▸ ÉNONCÉ 1:
Quels sont les titres de tous les livres mentionnés dans le texte sur l'intelligence des plantes ?
▸ ÉNONCÉ 2:
Prolongez le texte sur l'intelligence des plantes à partir de sa dernière phrase.

▸ BLOC DE TEXTE:

Le biologiste italien Stefano Mancuso est l’un de ceux qui, ces dernières années, ont fait entrer les plantes par effraction dans nos cadres de pensée si cartésiens (lire son portrait p. 24). Pour lui, les plantes sont des êtres sensibles et conscients qui communiquent, mettent en place des stratégies, bref, des êtres intelligents. Provocateur, il a même créé en 2005 un laboratoire de «neurobiologie végétale» à l’université de Florence… tant pis si les plantes n’ont pas de neurones. Anthropologue, Eduardo Kohn évoque plutôt une «pensée sylvestre» (Comment pensent les forêts, Z/S, 2017), tandis que le philosophe Emanuele Coccia, auteur de la Vie des plantes. Une métaphysique du mélange (Payot Rivages, 2016) confiait alors à Libé : «Les plantes ont une raison, qui s’incarne sous la forme de la fleur ou de la graine.»

Les végétaux font preuve d’une capacité d’adaptation à leur milieu exceptionnelle, c’est un fait acquis. Mais peut-on pour autant parler d’intelligence ? N’est-ce pas plaquer le comportement des hommes sur celui des plantes ? En 2007, une tribune avait réagi aux thèses de Mancuso et à la création de son labo de neurobiologie végétale, notion «fondée sur des analogies superficielles et des extrapolations discutables». La question est d’importance. Car si les plantes sont des «êtres sociaux», comme l’assure Joseph, des «sujets politiques», comme l’avance même Coccia, alors il faut revoir notre manière de les considérer et, pourquoi pas, leur donner des droits, comme le préconisait dès les années 70 le juriste Christopher Stone dans son livre Les arbres doivent-ils pouvoir plaider ? (Passager clandestin, 2017).

▸ DONNÉES EXTRAITES:
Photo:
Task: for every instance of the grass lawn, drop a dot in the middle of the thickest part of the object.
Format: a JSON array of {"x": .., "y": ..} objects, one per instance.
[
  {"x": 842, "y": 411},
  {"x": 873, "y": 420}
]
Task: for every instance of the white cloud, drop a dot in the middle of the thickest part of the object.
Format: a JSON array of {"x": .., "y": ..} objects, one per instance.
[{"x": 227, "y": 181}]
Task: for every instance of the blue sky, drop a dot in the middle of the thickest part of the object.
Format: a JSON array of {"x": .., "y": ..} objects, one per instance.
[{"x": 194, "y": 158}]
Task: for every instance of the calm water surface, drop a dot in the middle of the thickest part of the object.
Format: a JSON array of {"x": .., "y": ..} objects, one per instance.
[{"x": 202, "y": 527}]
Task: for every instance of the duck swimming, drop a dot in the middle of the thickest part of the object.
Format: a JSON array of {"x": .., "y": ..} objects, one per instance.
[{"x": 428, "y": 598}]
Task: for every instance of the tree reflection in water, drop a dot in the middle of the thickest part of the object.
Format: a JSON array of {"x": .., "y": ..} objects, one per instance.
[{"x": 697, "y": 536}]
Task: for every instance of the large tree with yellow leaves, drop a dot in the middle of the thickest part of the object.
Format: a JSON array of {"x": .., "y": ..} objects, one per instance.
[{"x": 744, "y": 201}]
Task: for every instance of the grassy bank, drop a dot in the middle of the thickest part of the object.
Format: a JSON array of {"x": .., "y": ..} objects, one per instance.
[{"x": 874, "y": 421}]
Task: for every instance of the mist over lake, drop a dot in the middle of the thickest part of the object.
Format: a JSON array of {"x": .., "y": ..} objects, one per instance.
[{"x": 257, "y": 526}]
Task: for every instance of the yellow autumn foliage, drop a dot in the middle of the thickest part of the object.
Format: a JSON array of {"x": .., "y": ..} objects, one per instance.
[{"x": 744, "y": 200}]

▸ RÉPONSE 1:
- Comment pensent les forêts
- la Vie des plantes. Une métaphysique du mélange
- Les arbres doivent-ils pouvoir plaider ?

▸ RÉPONSE 2:
La polémique n’est pas neuve. En 1908 déjà, Francis Darwin (le fils de Charles) scandalisait en affirmant que les plantes étaient des êtres intelligents. Mais ces dernières décennies, après avoir parfois eu du mal à imposer leurs études, des pionniers tels le botaniste Francis Hallé ou Monica Gagliano, spécialiste de l’écologie cognitive des plantes à l’université de Sydney, peuvent en appeler, comme cette dernière, à «penser comme une plante» pour mieux bouleverser notre «conception aristotélicienne» du monde (2). Analyser le règne végétal oblige à remettre en cause notre approche traditionnelle du vivant(lire interview de Quentin Hiernaux, ci-contre). «Pendant des siècles, nous avons été obsédés par les animaux, écrit ainsi Emanuele Coccia dans sa préface au livre de Renato Bruni, Erba Volant (la semaine prochaine chez Payot). C’est en décrivant les animaux que nous avons produit un discours sur la vie.» Il s’agit donc de repenser la place de l’homme dans notre panthéon naturaliste moderne, mais aussi celui de l’animal… qui venait pourtant seulement d’acquérir notre attention. Ce qui n’enchante guère les défenseurs de la cause animale(lire tribune page 25).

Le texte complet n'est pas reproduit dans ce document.